Check each line of the data for "menu", and copy the ones that have it.

> **Dataset entries**
----

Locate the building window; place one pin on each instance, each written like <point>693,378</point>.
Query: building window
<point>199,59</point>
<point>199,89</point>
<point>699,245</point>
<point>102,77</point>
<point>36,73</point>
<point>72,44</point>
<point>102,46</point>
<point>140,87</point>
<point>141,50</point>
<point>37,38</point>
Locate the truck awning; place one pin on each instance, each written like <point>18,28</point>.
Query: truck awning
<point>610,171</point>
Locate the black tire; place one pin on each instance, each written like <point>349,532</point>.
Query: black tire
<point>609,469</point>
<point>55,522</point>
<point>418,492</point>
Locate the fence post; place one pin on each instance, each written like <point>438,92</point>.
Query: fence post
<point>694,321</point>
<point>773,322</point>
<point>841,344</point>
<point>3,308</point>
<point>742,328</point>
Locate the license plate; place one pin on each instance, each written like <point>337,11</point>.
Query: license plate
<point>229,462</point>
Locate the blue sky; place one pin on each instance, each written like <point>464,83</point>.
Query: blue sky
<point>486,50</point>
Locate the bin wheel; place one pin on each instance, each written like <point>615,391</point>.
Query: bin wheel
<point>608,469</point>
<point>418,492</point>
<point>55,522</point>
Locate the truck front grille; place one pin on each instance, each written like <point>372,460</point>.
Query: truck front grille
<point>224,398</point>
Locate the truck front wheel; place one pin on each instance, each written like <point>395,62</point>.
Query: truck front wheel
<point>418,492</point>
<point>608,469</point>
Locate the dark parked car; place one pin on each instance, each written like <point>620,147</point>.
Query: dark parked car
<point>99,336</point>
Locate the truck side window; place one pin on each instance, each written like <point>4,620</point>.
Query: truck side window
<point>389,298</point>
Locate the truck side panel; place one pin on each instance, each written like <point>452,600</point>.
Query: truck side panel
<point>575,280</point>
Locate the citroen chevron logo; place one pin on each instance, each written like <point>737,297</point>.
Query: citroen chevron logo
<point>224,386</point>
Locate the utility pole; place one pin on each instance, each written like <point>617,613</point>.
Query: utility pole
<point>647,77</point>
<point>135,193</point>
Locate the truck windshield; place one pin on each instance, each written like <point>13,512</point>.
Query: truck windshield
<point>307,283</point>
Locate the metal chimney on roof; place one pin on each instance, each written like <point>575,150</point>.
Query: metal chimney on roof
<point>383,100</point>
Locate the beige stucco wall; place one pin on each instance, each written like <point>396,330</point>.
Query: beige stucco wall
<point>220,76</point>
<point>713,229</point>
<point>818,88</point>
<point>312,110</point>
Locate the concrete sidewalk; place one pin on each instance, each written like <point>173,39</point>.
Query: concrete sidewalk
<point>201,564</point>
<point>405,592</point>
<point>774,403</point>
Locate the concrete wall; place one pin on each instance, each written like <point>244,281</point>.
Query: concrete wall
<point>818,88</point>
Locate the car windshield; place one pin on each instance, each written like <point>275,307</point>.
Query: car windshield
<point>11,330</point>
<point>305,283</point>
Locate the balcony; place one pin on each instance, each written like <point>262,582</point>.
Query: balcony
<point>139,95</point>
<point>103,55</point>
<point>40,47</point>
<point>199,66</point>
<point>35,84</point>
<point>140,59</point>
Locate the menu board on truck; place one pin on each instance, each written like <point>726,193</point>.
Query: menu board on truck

----

> **ANSWER TO THIS EXERCISE**
Locate the menu board on truck; place one pin on each instance, each written like <point>726,193</point>.
Query: menu board on truck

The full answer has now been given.